§ WHAT YOU WILL DO
**1.** According to the article on therapeutic music, what drumming rate was used in primitive societies to induce a shamanic state of consciousness?
**2.** Reproduce the passage of the article on therapeutic music that opens with the words containing "Therapeutic music" and closes with "and blood flow.".
**3.** Pick up the article on therapeutic music after its final sentence and write its continuation.

§ SELECTED EXTRACT
Therapeutic music

How does music heal? Though it is still a mystery, there is belief that music stimulates the pituitary glands whose secretions affect the nervous system and blood flow. 

Music therapy can be applied at all ages — from an unborn child to the terminally ill. The first sense that develops in the foetus is the auditory sense. And the last to leave the body is also the hearing sense. Audio-analgesia can even be a substitute for analgesics. This has been tested in dentistry, surgery and childbirth. Like massaging the muscles, music can massage the mind and make the inflexible mind more pliant.

Indian classical music contains emotional raga and intellectual tala. Western classical music is made up of intellectual tala.  Western Classical music is made up of intellectual melody with emotional rhythms. Emotion and intelligence should be balanced to acquire equanimity. In music, as one balances the other simultaneously, balancing of the mind and heart is achieved, thereby bringing peace and tranquillity. (This was demonstrated by playing a tape of low pitched, slow paced and iterative OM). 

It was an age-old practice in most primitive societies where drumming at the rate of 4-1/2 beats per second would induce a shamanic state of consciousness. Researchers have confirmed that slow beats modify heart rate and breathing cycles. 

Listening to complex music (like Bach) stimulates the mind, enhances complex neuronal patterns and creates orderliness. High frequencies are fully exploited in Western classical music. 

At the wavelength of 5000-8000 hertz the unborn child hears its mother’s sounds.

It has been found that Mozart’s music has therapeutic effects.  Harmonics and steady tempo are important to achieve healing.  For example, Yanni’s music gives a sense of expanded time and space, blown up consciousness and a sense of “relaxed alertness”.  The romantic genre of music like that of Chopin Wagner, Weber is emotional and picturesque, with a precedence of emotion, giving a sense of love and compassion.  In twentieth century Impressionist music of French School, moods matter more than the structure, including dream-like state, akin to healing state.

§ Collected data entries
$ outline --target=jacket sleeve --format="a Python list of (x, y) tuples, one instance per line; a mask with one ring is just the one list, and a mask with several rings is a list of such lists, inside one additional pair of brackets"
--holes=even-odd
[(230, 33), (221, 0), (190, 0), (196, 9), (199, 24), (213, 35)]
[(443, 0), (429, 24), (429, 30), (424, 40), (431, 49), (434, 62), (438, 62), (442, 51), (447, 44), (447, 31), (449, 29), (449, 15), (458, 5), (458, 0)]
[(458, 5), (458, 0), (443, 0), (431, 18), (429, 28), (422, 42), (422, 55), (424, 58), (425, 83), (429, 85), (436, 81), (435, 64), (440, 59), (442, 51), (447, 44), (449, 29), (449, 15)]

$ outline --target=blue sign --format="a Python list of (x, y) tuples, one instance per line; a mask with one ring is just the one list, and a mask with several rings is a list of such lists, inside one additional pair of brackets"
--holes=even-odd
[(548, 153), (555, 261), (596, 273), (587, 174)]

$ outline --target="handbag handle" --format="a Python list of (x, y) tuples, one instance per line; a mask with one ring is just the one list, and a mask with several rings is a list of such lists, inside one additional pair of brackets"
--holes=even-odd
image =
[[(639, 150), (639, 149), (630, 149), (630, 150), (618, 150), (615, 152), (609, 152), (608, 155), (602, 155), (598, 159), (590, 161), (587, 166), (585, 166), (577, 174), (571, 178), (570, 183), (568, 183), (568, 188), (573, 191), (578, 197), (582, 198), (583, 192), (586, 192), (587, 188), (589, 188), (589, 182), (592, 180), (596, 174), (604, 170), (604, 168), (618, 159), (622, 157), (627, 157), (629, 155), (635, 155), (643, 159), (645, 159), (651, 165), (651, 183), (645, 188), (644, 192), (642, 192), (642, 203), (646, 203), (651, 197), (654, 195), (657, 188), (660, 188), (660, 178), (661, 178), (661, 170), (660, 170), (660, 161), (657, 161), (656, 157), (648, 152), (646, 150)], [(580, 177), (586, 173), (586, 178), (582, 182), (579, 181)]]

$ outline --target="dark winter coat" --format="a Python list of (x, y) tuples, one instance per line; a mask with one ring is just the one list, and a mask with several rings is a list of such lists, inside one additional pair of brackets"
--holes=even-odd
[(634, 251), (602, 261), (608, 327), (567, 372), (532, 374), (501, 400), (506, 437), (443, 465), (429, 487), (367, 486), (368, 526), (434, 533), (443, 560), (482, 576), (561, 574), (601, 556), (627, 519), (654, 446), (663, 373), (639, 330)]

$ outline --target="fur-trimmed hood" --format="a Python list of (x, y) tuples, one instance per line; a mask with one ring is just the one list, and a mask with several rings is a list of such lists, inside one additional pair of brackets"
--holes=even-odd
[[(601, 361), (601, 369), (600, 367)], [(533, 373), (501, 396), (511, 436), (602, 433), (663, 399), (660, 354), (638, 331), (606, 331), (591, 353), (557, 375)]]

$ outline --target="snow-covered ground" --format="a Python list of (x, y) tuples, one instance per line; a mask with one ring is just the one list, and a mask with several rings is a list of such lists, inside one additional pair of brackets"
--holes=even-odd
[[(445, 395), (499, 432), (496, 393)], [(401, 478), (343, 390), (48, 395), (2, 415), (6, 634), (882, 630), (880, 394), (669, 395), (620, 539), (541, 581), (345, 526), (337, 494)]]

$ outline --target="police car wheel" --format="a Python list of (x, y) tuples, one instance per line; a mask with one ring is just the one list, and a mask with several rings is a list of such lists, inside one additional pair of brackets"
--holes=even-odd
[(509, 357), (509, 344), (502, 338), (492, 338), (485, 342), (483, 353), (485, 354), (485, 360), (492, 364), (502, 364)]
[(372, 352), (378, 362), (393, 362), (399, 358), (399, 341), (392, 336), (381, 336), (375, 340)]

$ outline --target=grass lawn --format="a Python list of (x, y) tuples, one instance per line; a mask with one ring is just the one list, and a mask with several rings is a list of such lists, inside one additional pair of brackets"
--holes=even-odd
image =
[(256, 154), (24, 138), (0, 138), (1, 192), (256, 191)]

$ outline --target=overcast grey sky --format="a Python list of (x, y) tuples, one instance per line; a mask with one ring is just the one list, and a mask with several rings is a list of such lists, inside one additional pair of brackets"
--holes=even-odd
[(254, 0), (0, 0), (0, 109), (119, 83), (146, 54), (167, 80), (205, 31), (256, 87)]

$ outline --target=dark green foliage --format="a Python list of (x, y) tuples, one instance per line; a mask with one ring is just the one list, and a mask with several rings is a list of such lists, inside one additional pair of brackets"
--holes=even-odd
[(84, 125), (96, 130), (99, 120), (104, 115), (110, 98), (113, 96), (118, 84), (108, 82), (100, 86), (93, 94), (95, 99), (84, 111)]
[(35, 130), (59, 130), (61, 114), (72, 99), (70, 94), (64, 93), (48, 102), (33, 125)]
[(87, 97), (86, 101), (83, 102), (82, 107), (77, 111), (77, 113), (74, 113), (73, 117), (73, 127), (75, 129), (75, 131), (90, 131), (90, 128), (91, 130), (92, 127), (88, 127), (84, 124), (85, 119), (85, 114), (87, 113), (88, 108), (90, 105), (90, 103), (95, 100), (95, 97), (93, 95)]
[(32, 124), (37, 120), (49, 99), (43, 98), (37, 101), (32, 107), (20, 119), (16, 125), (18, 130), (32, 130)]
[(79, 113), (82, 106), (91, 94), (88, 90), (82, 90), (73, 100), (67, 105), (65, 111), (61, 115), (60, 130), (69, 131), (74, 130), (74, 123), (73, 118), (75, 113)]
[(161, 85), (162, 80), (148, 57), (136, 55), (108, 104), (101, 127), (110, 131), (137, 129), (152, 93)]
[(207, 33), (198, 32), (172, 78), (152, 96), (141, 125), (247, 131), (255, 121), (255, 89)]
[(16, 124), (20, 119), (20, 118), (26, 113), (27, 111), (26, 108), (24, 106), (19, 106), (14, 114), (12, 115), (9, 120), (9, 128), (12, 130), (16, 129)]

§ TASK-BY-TASK OUTPUTS
**1.** 4-1/2 beats per second.

**2.**
Therapeutic music

How does music heal? Though it is still a mystery, there is belief that music stimulates the pituitary glands whose secretions affect the nervous system and blood flow.

**3.**
Dr. Sairam named several Carnatic ragas and listed their specific therapeutic benefits.  For example, Sama restores mental peace, Bhoopalam and Malayamarutam for Waking up, Bilahari to deal with depression; Dwijavanti for treating paralysis; Nadanamakriya to soften the mind; Neelambari to treat sleep disorders; Sree aids digestion; Kalyani and Yaman to reduce blood pressure; Hindolam and Malkauns to treat low blood pressure patients. 

A music therapy programme will have to be custom-made to suit the needs and preferences of each patient. The duration and frequency of the therapy sessions also will have to be determined specifically for each patient. Several gadgets such as vibrating platforms, chairs, beds are commercially available in Western countries whereby even people with hearing impairment can physically experience (as vibration through their bodies) the middle to low frequency content of music. Several experiments conducted with Mozart’s sonatas have resulted in increased joie de vivre and quality of life regardless of one’s age or health conditions. 

Neurologist Dr. Oliver Sacks acknowledges the role of music in dealing with neurological disorders such as Parkinson’s and Alzheimer’s disease because of its unique capacity to organise and re-organise cerebral functions when they have been greatly damaged.

 Thus in combination with other healing methods such as acupuncture, anaesthesia, medication, surgery, yoga etc., music has been found to be greatly efficacious.